Start of MATERIAL

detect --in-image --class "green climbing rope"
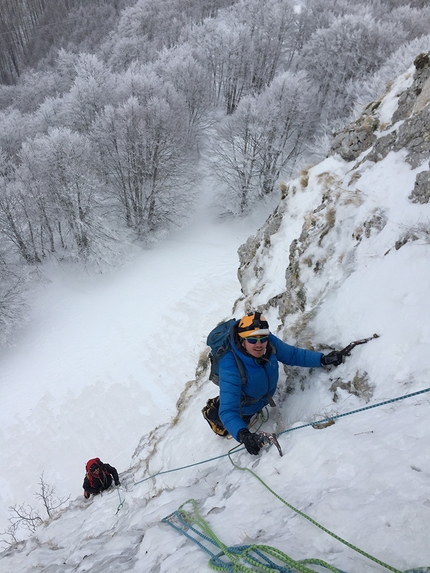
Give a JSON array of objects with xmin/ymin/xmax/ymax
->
[
  {"xmin": 134, "ymin": 388, "xmax": 430, "ymax": 484},
  {"xmin": 162, "ymin": 499, "xmax": 344, "ymax": 573}
]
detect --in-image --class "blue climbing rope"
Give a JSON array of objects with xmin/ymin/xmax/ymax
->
[{"xmin": 161, "ymin": 499, "xmax": 345, "ymax": 573}]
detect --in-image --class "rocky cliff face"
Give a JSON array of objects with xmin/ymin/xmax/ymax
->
[{"xmin": 238, "ymin": 54, "xmax": 430, "ymax": 346}]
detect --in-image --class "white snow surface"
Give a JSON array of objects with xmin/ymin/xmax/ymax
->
[{"xmin": 0, "ymin": 68, "xmax": 430, "ymax": 573}]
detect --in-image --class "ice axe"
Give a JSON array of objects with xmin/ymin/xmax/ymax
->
[
  {"xmin": 257, "ymin": 432, "xmax": 283, "ymax": 456},
  {"xmin": 339, "ymin": 334, "xmax": 379, "ymax": 356}
]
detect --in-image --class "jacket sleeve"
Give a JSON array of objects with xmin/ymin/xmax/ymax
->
[
  {"xmin": 103, "ymin": 464, "xmax": 119, "ymax": 485},
  {"xmin": 270, "ymin": 334, "xmax": 323, "ymax": 368},
  {"xmin": 219, "ymin": 352, "xmax": 247, "ymax": 440}
]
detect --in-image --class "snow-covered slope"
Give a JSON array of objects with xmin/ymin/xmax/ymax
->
[{"xmin": 0, "ymin": 55, "xmax": 430, "ymax": 573}]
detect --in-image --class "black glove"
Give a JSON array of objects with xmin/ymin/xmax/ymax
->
[
  {"xmin": 237, "ymin": 428, "xmax": 263, "ymax": 456},
  {"xmin": 321, "ymin": 350, "xmax": 345, "ymax": 366}
]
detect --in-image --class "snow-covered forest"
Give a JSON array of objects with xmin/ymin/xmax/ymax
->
[
  {"xmin": 0, "ymin": 0, "xmax": 430, "ymax": 573},
  {"xmin": 0, "ymin": 0, "xmax": 430, "ymax": 343}
]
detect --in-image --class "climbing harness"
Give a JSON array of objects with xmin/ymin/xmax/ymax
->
[
  {"xmin": 133, "ymin": 388, "xmax": 430, "ymax": 484},
  {"xmin": 115, "ymin": 486, "xmax": 125, "ymax": 515},
  {"xmin": 161, "ymin": 499, "xmax": 344, "ymax": 573}
]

End of MATERIAL

## STATED EXERCISE
Extract each line of the records above that contains the string "snow".

## SOLVED EXERCISE
detect --in-image --class "white snow surface"
detect --in-image --class "snow-covered slope"
detect --in-image --class "snow-covered forest"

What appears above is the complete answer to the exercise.